BEGIN The data
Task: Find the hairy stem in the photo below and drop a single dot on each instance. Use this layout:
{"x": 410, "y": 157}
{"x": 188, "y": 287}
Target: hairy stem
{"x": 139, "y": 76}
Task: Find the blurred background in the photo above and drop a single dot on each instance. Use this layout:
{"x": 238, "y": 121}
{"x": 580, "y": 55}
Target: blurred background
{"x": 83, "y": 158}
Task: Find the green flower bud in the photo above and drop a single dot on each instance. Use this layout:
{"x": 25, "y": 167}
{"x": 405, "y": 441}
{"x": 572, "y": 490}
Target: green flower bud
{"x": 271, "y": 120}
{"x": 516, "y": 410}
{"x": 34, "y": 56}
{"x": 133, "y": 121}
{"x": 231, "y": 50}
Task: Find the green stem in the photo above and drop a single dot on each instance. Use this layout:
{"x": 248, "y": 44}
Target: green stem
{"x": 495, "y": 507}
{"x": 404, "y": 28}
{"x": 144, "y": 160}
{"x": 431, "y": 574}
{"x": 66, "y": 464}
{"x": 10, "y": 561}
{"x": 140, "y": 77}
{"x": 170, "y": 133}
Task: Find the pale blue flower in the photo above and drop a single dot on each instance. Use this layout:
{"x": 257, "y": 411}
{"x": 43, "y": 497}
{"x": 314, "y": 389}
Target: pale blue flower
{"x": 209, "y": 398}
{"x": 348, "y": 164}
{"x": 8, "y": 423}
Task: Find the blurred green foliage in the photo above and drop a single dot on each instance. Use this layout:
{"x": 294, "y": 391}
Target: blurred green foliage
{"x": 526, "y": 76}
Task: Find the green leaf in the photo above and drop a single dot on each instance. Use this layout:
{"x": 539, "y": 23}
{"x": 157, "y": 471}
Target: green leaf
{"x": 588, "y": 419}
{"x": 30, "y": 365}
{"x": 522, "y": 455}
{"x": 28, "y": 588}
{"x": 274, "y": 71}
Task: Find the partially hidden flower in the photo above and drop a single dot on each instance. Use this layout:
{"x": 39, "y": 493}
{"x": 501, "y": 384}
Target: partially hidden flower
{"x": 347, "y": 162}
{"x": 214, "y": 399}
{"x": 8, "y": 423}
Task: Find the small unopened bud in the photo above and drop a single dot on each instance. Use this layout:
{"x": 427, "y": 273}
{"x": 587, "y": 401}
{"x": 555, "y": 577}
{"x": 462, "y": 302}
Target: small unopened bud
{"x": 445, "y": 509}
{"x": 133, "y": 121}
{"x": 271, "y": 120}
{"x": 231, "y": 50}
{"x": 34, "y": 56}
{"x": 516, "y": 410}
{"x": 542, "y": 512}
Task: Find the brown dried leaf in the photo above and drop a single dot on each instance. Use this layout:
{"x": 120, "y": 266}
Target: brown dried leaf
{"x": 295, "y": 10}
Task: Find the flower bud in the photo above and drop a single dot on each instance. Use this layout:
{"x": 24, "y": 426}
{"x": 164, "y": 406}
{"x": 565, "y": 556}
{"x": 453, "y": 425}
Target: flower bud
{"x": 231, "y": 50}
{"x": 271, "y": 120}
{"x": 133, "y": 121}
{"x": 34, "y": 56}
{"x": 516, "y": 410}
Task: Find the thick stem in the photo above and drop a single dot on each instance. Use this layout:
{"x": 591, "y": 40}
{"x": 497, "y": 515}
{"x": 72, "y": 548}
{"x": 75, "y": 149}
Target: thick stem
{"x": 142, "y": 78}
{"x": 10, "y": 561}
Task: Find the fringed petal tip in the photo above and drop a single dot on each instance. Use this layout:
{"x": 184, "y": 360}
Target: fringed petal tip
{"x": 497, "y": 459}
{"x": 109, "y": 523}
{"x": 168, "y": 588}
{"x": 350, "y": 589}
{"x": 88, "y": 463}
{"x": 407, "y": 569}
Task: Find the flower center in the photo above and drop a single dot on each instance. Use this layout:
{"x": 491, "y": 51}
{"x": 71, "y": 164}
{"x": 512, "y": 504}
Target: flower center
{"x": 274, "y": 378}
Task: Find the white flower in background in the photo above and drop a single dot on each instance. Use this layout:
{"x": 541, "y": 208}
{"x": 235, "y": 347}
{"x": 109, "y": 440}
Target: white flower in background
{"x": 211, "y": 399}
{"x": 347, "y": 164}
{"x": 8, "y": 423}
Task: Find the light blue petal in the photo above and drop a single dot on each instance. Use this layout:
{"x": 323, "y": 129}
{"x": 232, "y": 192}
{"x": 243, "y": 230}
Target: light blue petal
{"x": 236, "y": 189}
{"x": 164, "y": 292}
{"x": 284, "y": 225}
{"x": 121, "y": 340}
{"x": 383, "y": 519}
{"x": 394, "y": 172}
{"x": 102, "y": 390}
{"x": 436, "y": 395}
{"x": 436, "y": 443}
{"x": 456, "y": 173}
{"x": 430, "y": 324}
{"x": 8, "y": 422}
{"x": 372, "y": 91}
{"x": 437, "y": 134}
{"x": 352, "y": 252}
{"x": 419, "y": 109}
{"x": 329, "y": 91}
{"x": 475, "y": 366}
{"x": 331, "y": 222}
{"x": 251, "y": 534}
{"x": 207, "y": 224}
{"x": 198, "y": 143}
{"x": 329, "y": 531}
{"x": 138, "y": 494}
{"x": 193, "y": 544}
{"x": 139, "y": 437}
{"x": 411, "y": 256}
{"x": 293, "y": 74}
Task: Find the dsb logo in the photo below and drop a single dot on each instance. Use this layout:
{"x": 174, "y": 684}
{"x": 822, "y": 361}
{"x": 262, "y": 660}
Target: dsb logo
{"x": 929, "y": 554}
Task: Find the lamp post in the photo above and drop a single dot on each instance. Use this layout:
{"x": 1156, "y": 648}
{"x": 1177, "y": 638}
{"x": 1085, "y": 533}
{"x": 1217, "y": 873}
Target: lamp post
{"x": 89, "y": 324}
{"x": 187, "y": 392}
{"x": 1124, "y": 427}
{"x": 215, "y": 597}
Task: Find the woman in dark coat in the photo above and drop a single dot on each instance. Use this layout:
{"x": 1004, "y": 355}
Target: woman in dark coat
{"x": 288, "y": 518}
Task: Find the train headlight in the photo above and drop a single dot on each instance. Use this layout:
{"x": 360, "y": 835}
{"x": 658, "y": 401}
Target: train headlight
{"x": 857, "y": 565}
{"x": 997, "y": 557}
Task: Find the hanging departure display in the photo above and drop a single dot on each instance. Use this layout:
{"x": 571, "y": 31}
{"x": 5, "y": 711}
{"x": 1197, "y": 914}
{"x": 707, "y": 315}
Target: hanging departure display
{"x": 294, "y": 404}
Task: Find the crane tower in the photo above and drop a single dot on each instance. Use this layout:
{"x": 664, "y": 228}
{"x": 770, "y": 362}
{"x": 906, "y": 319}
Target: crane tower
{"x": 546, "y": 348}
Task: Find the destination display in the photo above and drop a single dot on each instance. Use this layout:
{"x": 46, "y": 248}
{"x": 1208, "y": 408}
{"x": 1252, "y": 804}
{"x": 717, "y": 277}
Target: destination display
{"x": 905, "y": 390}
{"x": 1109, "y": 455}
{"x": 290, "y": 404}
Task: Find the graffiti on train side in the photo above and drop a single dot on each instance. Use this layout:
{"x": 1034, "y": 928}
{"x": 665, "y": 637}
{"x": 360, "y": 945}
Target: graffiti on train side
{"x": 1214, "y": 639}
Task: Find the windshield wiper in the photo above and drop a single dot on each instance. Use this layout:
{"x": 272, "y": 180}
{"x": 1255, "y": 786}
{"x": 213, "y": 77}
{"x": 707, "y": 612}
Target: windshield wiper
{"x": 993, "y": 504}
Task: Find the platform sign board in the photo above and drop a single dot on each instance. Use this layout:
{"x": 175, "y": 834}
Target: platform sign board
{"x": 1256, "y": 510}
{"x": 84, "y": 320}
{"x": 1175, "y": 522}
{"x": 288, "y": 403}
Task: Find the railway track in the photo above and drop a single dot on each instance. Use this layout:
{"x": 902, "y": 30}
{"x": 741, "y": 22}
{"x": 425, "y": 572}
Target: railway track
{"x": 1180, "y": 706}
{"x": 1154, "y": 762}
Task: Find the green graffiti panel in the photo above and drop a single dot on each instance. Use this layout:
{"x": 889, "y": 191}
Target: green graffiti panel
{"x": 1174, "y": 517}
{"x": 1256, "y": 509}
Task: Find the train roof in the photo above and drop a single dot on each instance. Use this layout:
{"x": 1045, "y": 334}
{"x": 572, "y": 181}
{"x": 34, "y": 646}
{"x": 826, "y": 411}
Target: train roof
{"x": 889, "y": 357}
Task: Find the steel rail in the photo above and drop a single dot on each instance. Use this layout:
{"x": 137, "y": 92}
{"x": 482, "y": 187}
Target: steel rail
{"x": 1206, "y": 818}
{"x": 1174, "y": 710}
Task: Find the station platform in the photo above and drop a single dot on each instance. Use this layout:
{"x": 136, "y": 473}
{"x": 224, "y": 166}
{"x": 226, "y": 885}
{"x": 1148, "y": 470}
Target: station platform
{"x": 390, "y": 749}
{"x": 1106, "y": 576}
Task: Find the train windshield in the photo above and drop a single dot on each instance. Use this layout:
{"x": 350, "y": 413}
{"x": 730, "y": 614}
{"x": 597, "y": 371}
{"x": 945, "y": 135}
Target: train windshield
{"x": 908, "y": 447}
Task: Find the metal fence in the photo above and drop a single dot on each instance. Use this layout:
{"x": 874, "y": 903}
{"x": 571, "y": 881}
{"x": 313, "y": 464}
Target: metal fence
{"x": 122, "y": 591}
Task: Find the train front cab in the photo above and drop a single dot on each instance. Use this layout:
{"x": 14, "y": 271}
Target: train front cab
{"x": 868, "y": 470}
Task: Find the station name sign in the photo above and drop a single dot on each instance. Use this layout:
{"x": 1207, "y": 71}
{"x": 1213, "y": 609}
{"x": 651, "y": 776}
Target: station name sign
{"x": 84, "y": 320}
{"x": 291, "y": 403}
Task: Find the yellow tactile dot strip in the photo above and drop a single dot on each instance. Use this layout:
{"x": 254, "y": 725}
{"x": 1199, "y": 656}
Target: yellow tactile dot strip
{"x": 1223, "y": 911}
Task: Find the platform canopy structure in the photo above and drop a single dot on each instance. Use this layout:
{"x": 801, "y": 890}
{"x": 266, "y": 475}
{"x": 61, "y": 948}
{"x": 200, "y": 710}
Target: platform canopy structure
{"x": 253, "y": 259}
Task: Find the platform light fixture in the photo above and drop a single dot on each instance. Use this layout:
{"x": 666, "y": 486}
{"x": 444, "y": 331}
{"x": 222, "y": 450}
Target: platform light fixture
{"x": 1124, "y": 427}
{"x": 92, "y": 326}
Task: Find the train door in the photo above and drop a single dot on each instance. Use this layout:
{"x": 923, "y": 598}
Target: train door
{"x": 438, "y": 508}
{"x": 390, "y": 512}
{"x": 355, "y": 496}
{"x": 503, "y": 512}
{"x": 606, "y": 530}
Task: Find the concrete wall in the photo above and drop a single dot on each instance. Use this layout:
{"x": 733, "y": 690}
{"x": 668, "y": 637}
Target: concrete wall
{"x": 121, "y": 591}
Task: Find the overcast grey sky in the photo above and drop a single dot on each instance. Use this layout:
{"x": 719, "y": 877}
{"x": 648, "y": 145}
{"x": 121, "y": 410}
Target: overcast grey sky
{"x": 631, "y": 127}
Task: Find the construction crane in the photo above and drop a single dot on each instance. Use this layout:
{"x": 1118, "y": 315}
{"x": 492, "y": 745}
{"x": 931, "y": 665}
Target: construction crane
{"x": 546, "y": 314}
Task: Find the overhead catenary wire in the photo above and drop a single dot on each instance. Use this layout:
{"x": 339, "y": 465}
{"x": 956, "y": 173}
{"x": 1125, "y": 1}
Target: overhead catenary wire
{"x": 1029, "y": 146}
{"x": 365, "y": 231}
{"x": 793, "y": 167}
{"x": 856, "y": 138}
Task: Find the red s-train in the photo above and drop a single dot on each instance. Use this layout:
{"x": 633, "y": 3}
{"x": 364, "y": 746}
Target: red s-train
END The data
• **Task instructions**:
Out of the records above, pull each line containing the word "below".

• **Worked solution**:
Task: Find the hairy stem in the photo below and drop a single dot on each instance. Use this layout:
Task: Find the dsb logo in the photo below and drop a single dot on each instance. Use this layout:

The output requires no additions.